======== Text excerpt

SPNs and service keys. A service ticket is bound to a Service Principal Name (e.g. MSSQLSvc/db01.corp.local:1433). The service decrypts it with its own long-term key — which for a Windows computer is the machine-account password, and for a service account is that account's password (stored in a keytab on Linux/Unix). This is why what password protects a ticket matters so much.

Delegation lets a service act on behalf of a user to reach a further back-end (think a web app querying a database as you). There are three flavours, in increasing safety:

  • Unconstrained delegation — the front-end receives a forwardable TGT and can impersonate the user to anything. Dangerous; avoid.
  • Constrained delegation (S4U2Proxy) — limited to a specific list of SPNs the service may delegate to.
  • Resource-based constrained delegation (RBCD) — the resource decides who may delegate to it, configured on the target. The modern, least-bad option.

================
======== Provided material

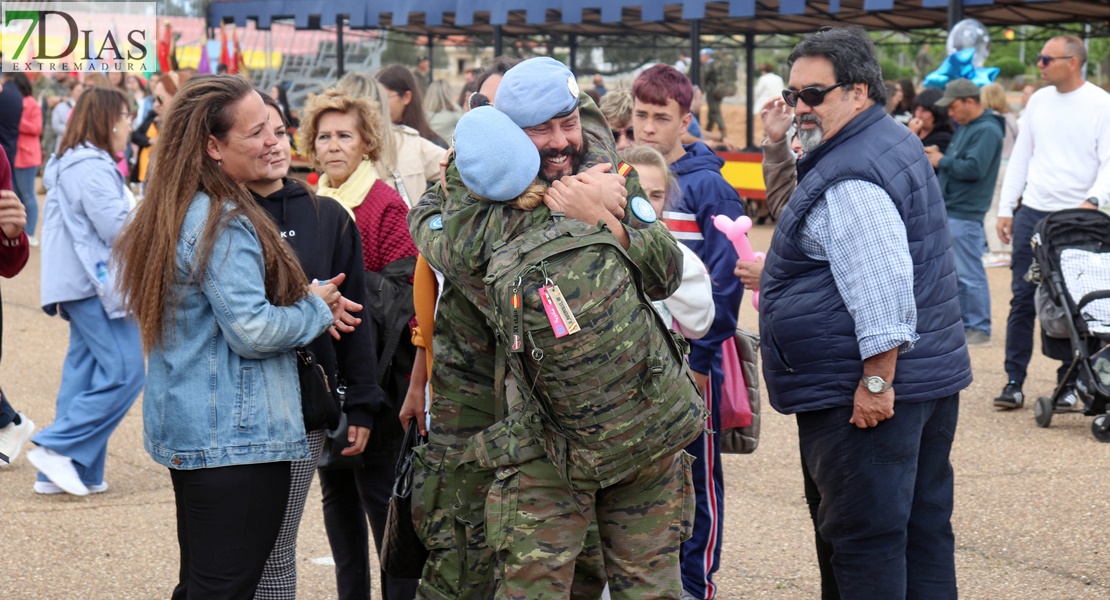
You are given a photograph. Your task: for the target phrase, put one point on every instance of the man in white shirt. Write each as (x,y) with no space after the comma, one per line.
(1061,160)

================

**Exercise prompt:**
Decide whether each statement agrees with the text on SPNs and delegation. Answer yes or no for each, and quote the deciding words of the text.
(a) For a Windows computer, the service's long-term key is the machine-account password.
(b) Constrained delegation lets the front-end impersonate the user to anything.
(c) Resource-based constrained delegation is configured on the target.

**Completed exercise:**
(a) Yes: "which for a Windows computer is the machine-account password"
(b) No: "limited to a specific list of SPNs the service may delegate to"
(c) Yes: "configured on the target"